PROBLEM TO WORK ON:
Copy out each line below that contains the word "white".

RECORDS FOR THE EXERCISE:
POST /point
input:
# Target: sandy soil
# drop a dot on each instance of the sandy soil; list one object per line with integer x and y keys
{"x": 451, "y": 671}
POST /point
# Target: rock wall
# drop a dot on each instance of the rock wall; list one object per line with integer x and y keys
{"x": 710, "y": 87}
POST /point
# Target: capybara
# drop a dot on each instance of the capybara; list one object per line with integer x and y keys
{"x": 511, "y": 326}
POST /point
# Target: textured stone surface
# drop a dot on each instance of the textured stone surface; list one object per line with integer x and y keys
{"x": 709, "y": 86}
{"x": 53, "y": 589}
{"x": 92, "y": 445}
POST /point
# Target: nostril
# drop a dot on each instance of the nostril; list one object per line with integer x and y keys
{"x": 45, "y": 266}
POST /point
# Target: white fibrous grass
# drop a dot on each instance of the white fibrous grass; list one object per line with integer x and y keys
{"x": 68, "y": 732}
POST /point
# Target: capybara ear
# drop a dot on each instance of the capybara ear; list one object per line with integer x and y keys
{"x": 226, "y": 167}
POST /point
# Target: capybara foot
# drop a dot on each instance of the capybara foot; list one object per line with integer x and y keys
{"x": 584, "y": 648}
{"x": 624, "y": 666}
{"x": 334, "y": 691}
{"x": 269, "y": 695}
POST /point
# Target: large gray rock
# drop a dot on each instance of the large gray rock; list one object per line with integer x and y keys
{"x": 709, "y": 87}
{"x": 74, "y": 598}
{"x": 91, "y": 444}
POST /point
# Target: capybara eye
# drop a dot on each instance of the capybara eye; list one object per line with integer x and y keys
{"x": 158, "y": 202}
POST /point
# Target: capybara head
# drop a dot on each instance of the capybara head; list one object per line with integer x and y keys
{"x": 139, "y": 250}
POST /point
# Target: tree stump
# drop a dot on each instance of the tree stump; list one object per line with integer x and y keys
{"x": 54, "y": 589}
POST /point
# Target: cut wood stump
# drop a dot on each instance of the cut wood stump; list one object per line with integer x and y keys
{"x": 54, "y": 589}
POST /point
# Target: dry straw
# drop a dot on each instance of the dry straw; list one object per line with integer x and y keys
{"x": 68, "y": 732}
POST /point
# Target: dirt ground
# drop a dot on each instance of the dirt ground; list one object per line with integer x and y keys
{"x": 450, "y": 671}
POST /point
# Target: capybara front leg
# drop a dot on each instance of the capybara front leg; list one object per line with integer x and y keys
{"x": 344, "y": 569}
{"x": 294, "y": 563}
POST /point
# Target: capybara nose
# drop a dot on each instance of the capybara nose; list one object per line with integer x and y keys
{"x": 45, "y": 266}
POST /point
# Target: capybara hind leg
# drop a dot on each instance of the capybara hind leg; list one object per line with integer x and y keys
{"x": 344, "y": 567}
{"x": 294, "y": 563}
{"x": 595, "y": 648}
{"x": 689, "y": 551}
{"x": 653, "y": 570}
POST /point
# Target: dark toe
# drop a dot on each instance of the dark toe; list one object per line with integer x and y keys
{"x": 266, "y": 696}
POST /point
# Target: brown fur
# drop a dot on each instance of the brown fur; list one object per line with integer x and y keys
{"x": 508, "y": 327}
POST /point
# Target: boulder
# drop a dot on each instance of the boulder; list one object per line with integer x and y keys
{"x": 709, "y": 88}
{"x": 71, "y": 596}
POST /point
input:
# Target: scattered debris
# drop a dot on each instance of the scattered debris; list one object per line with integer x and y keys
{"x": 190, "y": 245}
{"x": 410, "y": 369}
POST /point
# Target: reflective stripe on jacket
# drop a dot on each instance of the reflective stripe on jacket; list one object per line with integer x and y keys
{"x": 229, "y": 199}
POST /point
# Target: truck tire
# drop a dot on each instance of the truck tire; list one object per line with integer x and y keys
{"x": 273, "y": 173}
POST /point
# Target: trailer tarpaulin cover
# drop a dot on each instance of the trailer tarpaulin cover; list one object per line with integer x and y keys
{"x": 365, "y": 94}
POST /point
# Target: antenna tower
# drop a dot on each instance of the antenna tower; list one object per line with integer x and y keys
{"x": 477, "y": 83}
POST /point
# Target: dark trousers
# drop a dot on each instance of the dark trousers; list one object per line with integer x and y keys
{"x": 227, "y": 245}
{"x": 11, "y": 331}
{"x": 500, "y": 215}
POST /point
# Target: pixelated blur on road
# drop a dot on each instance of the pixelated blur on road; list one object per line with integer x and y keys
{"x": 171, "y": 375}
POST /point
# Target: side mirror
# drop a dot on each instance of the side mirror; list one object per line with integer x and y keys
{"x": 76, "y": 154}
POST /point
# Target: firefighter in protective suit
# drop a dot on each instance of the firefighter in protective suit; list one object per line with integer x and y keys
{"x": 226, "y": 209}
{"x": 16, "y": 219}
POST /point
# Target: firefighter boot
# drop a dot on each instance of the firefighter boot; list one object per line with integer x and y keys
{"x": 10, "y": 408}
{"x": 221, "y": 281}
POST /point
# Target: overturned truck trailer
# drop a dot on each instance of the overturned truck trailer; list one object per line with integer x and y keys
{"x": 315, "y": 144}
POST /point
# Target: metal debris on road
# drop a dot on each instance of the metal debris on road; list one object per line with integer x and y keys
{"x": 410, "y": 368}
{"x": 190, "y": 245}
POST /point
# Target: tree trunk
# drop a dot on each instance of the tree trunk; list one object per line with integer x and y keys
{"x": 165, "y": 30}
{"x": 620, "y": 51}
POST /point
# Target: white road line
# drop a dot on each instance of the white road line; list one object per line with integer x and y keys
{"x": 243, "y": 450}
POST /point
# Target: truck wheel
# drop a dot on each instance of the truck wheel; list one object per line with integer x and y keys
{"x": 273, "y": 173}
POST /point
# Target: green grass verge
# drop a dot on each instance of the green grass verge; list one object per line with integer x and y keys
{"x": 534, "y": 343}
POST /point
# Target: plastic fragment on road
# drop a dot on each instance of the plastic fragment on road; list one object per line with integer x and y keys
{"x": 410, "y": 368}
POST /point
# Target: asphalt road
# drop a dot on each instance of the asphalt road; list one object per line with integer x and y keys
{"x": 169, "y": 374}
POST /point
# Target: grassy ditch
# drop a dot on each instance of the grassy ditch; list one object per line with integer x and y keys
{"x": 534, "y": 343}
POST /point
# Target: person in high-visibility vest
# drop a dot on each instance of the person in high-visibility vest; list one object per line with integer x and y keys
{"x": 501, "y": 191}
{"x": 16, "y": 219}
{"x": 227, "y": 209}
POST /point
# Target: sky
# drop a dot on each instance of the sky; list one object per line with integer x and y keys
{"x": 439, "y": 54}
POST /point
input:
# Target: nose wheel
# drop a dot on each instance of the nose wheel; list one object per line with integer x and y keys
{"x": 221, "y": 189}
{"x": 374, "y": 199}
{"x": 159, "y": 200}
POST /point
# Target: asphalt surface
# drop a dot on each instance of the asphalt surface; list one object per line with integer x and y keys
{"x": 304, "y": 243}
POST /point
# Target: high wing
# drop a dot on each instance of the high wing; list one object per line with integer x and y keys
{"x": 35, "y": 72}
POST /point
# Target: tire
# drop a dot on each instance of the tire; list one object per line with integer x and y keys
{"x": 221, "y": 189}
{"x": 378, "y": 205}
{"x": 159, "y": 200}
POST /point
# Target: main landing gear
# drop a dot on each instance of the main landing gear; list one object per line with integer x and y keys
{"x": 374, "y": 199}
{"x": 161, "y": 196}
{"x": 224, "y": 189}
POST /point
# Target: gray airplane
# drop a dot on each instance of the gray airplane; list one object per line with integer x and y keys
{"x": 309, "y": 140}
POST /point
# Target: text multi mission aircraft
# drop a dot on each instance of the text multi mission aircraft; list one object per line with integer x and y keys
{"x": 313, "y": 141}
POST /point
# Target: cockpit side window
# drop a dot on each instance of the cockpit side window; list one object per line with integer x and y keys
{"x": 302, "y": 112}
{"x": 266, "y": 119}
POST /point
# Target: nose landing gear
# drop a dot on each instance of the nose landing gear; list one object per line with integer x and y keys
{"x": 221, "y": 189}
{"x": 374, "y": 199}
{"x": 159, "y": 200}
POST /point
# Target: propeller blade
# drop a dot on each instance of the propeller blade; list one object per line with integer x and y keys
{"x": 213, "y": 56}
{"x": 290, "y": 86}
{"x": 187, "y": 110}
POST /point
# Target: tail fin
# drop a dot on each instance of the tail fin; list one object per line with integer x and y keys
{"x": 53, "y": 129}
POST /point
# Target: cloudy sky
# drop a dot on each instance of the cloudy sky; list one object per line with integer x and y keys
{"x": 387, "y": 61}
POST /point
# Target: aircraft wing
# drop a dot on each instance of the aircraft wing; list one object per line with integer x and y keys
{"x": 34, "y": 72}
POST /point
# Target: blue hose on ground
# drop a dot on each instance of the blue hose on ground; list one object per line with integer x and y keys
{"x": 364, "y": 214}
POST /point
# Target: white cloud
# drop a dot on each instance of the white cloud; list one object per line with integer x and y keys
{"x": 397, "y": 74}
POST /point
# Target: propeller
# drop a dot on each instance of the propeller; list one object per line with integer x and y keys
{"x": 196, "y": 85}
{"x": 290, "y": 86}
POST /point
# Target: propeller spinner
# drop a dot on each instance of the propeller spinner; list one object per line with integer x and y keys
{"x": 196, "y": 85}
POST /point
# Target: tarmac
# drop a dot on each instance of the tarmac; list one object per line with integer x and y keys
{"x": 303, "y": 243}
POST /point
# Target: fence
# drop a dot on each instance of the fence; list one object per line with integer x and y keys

TASK RESULT:
# Target: white fibrous grass
# drop a dot on each instance of the white fibrous grass; list one object per line with integer x and y keys
# Target: white road line
# drop a dot on each instance of the white road line; list one object per line with integer x and y keys
# Target: white cloud
# drop a dot on each instance of the white cloud; list one object per line with integer x and y keys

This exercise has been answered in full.